*Task*
Without the pictures, write the listing below out again, line for line.
+++ Supplied records
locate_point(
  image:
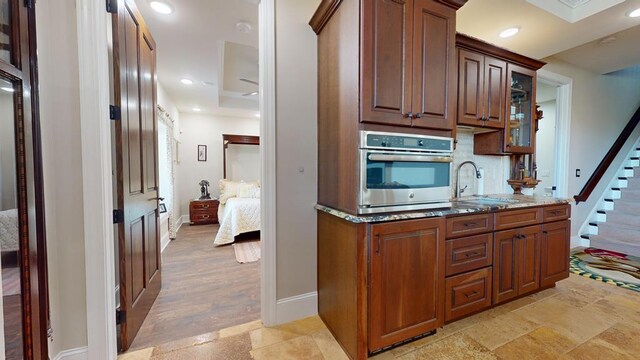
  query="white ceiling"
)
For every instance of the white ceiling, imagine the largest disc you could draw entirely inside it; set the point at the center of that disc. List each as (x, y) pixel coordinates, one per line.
(190, 44)
(541, 33)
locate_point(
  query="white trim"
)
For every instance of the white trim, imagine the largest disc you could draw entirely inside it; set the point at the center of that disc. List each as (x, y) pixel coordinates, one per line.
(577, 241)
(73, 354)
(297, 307)
(93, 63)
(563, 127)
(164, 241)
(267, 61)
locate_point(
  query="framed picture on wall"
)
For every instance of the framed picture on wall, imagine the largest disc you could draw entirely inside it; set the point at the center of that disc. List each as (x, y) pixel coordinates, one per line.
(202, 152)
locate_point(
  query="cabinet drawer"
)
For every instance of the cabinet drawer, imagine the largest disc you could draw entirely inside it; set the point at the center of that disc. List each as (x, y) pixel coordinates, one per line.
(468, 253)
(469, 225)
(555, 213)
(202, 205)
(200, 217)
(467, 294)
(518, 218)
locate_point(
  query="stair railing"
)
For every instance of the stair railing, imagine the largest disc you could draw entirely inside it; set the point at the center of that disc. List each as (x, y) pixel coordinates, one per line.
(608, 159)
++++++
*Response*
locate_point(
  image:
  query="white ceiling"
)
For every instance of the white ceiling, imagine the largest disc you could draw entirely inside it; set the point at the center of that disc. List each as (x, y) pixel coordinates, one per line.
(190, 44)
(541, 33)
locate_point(
  query="white trim"
)
For every instance of the white trim, imagine the largest disc you could draw entirely inside it; set the point at the center of that disc. List each as (x, y) pixel coordinates, one per line.
(577, 241)
(73, 354)
(297, 307)
(93, 63)
(563, 127)
(164, 241)
(267, 61)
locate_point(
  query="framed picture on wall"
)
For every instance of the framed picture on wall, imagine the largest disc you could draw entirely inside it; set the point at the center of that disc. List each as (x, y) pixel coordinates, one per line.
(202, 152)
locate_point(
  query="cabinet drawer"
)
For every instance of the cabinet drawer, imagine the largest disc you could draw entirely inside it; set the point at the center of that disc. List each as (x, y) pixel coordinates, one per line.
(468, 253)
(469, 225)
(555, 213)
(202, 205)
(200, 217)
(467, 294)
(518, 218)
locate_point(
  query="stair railing"
)
For every instance of the stair railing, imagine the largest disc you could draw entirely inside it; set the point at the center of that disc. List each as (x, y) pixel coordinates, one per line.
(608, 159)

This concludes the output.